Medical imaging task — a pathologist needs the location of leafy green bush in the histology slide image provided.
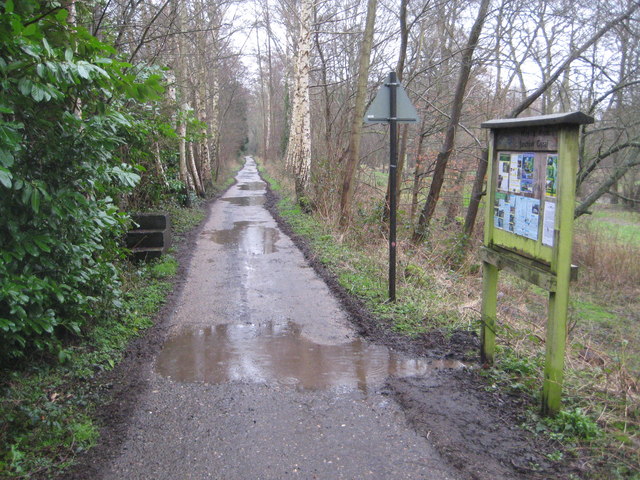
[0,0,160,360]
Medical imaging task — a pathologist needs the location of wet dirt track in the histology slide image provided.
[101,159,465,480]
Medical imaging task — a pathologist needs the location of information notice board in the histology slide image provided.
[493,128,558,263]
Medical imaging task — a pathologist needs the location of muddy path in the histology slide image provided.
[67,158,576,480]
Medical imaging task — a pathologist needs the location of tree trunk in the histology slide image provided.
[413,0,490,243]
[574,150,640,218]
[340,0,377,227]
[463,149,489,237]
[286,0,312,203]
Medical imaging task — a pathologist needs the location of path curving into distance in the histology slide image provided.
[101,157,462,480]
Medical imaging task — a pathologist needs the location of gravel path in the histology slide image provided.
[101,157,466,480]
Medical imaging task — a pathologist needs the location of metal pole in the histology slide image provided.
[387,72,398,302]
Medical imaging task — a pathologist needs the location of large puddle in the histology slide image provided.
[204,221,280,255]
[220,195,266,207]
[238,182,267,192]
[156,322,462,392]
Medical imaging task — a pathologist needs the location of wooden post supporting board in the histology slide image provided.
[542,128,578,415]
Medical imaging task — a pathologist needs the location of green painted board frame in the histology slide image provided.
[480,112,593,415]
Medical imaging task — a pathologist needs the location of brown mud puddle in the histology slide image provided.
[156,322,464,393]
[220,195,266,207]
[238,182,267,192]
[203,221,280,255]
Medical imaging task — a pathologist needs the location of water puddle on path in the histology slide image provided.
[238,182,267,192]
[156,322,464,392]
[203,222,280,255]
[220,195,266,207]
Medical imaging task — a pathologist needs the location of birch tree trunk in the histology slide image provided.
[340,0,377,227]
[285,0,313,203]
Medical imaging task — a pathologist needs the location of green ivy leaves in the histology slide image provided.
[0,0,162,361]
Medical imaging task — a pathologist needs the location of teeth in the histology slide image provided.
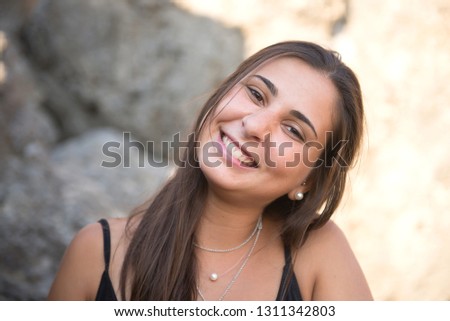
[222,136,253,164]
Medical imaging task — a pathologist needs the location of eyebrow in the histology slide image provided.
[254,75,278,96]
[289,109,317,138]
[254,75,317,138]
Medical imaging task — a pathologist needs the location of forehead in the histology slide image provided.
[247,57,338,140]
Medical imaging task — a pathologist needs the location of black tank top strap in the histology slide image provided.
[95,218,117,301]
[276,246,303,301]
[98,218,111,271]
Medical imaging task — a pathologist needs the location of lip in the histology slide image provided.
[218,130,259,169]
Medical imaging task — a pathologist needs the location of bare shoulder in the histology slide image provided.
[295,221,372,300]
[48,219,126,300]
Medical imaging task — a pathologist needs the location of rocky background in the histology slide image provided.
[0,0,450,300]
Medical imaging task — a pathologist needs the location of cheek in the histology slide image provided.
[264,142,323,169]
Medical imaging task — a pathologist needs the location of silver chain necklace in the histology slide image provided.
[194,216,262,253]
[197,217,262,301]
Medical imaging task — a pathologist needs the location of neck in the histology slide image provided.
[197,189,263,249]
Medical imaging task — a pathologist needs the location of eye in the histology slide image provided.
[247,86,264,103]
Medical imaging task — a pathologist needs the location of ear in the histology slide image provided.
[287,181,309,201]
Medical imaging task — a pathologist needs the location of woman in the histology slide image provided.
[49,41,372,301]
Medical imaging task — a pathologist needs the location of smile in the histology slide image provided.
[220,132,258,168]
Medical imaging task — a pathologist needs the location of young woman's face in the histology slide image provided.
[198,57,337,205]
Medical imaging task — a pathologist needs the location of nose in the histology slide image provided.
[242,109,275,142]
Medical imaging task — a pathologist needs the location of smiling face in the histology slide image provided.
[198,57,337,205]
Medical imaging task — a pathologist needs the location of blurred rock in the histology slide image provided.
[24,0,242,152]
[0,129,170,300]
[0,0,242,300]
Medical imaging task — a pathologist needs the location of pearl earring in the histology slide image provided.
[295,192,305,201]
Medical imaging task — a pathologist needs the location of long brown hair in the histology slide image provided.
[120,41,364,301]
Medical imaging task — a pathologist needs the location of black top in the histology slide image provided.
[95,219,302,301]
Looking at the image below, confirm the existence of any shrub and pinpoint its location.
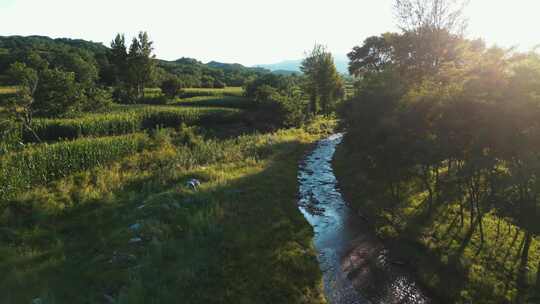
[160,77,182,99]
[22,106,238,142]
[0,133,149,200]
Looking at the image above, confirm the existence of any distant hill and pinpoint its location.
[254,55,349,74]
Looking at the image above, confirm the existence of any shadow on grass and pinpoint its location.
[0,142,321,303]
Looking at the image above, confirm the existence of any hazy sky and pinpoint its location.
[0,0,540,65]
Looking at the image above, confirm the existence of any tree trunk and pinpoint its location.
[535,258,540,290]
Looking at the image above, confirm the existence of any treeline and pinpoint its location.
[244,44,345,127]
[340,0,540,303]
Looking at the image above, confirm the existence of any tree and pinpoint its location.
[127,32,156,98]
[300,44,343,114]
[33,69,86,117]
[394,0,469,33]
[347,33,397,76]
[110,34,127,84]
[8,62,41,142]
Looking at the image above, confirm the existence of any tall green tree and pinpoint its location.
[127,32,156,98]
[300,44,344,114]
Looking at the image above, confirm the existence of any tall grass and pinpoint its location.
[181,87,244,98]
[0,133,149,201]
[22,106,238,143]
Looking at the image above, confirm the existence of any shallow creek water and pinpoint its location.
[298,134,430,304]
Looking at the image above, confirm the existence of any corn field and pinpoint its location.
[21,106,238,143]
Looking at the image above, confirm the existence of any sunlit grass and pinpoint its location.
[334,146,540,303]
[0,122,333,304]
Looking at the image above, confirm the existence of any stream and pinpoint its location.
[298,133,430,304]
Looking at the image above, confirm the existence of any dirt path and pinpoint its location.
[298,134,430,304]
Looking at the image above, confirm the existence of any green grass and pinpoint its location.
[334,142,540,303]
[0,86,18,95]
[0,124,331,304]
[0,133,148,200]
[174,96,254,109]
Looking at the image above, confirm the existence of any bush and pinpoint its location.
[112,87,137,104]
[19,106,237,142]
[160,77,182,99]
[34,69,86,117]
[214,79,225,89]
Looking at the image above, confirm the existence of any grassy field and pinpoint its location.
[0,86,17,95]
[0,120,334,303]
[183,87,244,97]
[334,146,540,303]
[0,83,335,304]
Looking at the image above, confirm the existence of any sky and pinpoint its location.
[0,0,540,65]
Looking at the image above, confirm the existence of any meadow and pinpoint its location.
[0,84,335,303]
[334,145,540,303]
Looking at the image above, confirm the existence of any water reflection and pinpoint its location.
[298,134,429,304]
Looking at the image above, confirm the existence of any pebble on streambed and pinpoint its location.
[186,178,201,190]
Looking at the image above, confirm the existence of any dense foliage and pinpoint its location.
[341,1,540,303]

——

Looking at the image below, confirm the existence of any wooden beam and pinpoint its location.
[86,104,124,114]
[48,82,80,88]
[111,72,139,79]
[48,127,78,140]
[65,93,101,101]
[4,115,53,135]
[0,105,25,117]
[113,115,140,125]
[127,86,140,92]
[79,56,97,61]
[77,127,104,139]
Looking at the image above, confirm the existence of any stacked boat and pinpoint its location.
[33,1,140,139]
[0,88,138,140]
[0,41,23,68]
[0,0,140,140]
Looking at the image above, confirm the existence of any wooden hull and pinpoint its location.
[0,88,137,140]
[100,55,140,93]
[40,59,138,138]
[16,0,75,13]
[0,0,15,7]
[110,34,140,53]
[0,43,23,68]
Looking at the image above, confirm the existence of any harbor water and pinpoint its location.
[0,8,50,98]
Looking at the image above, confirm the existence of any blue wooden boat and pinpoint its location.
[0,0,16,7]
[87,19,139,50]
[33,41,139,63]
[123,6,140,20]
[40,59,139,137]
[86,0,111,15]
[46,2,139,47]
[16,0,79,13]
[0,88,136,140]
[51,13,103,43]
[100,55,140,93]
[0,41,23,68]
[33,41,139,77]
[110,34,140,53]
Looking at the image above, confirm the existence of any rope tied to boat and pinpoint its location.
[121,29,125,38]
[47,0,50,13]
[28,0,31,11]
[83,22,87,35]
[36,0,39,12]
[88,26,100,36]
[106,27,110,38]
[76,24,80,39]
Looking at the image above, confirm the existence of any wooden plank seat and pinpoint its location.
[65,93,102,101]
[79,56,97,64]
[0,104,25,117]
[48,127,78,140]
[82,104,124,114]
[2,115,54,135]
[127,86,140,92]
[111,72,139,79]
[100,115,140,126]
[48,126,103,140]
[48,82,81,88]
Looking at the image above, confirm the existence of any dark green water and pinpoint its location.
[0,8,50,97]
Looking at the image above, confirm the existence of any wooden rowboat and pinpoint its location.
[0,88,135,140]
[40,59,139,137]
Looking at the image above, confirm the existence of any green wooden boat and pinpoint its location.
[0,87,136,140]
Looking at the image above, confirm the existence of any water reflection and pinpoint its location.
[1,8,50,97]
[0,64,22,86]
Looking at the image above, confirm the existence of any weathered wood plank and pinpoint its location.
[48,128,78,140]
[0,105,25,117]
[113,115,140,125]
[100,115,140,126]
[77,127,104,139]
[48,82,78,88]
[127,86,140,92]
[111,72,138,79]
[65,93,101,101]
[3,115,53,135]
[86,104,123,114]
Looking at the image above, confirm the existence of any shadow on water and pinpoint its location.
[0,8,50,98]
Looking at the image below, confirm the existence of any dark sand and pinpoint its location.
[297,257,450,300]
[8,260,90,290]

——

> _What the task asks_: Rewrite the entries from the line with "Medical imaging task — a pathologist needs the location of leafy" to the line with "[387,72,398,302]", replacing "histology slide image" with "trail photograph" and leaving everything else unchanged. Omit the pictures from your answer.

> _Final result_:
Medical imaging task — a pathologist needs the location of leafy green bush in the trail photograph provided.
[0,0,160,360]
Medical imaging task — a pathologist needs the location of wet dirt track in the trail photograph provided.
[101,159,465,480]
Medical imaging task — a pathologist needs the location of information notice board in the trail photograph provided.
[493,128,558,263]
Medical imaging task — a pathologist needs the location of muddy path in the trail photograph provided.
[67,158,576,480]
Medical imaging task — a pathologist needs the location of tree trunk in the trail photograph provided.
[413,0,490,243]
[574,150,640,218]
[340,0,377,227]
[463,149,489,237]
[286,0,312,203]
Medical imaging task — a pathologist needs the location of path curving into distance in the trail photograph provided.
[101,157,462,480]
Medical imaging task — a pathologist needs the location of gravel path in the trail photograph provided.
[101,157,466,480]
Medical imaging task — a pathologist needs the location of metal pole in the trail photograph provided.
[387,72,398,302]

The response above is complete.